▶ **Task to complete**
Copy the records line for line without alteration, starting at the first line and ending at the line that contains "pixel 260 191", with both of those lines included.

▶ **Stored records**
>> Start

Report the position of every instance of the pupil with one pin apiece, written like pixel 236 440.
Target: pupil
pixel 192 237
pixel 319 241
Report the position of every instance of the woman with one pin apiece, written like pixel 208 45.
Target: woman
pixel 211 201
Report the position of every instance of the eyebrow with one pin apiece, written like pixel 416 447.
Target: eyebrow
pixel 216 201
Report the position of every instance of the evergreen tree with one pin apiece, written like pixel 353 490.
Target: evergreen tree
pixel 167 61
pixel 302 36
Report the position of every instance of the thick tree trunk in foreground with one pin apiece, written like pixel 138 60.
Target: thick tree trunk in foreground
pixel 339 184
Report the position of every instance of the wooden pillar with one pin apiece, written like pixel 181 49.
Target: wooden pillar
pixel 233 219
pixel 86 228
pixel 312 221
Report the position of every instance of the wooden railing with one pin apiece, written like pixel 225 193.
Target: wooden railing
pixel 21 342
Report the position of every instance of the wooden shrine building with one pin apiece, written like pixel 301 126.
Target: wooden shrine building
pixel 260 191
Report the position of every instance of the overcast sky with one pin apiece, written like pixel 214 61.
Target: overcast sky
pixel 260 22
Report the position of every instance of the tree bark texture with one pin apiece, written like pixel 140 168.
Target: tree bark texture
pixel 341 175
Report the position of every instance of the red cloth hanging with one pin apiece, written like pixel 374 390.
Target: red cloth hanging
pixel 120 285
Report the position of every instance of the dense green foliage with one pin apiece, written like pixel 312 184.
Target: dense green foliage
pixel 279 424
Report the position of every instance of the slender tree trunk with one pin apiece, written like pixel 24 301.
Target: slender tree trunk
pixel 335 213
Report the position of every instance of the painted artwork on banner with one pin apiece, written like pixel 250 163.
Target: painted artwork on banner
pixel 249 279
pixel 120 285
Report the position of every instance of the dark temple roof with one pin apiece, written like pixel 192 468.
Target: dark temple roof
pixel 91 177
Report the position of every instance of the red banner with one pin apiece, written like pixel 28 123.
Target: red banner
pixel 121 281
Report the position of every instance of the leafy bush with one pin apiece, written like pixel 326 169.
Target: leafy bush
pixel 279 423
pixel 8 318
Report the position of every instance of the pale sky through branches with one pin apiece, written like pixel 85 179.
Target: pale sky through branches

>> End

▶ **Output below**
Report the position of every instance of the pupil with one pin apiece, written like pixel 236 440.
Target: pupil
pixel 192 237
pixel 319 241
Report the position of every instance of the woman with one pin apiece, written like pixel 208 45.
Target: woman
pixel 211 201
Report the position of every instance of the eyebrow with one pin apiece, written like pixel 416 447.
Target: eyebrow
pixel 216 201
Report the position of every instance of the evergreen tree with one pin apiece, written like pixel 353 490.
Target: evergreen tree
pixel 167 61
pixel 302 36
Report the position of every instance of the thick tree trunk in foreground with one pin apiece, written like pixel 138 60.
Target: thick tree trunk in foreground
pixel 339 184
Report the position of every instance of the wooden pillar with one pin apiece, written like pixel 181 49.
Target: wooden pillar
pixel 233 219
pixel 86 228
pixel 312 221
Report the position of every instance of the wooden railing with one pin apiece, written like pixel 225 193.
Target: wooden railing
pixel 21 342
Report the position of every instance of the wooden shrine building with one pin apiece, written like pixel 301 126.
Target: wooden shrine building
pixel 260 191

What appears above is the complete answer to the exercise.